Task directions: Format every line of the data below as a JSON list of strings, one string per line, skipping blank lines. Leave the pictures out of your answer.

Coordinate annotation data:
++++++

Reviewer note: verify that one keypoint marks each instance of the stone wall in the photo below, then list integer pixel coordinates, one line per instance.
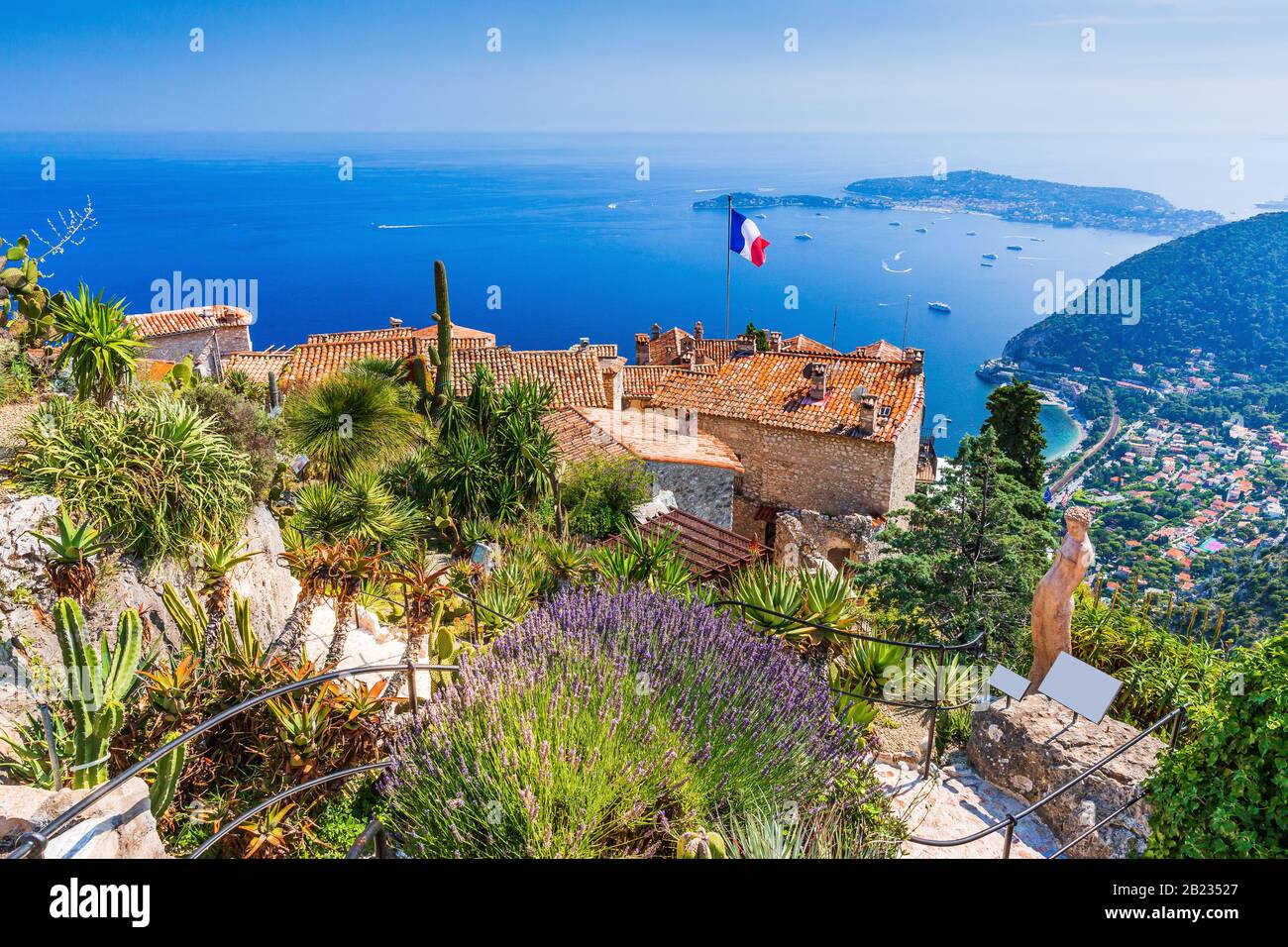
(1031, 748)
(699, 488)
(832, 474)
(117, 826)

++++++

Answer to this exercise:
[
  "Reviewer note: verify that one keypoint marks each instance of the stone wall in the photo below, then list integer pixel coordinates, one line per instance.",
  "(1031, 748)",
  "(699, 488)",
  "(832, 474)",
  "(117, 826)"
]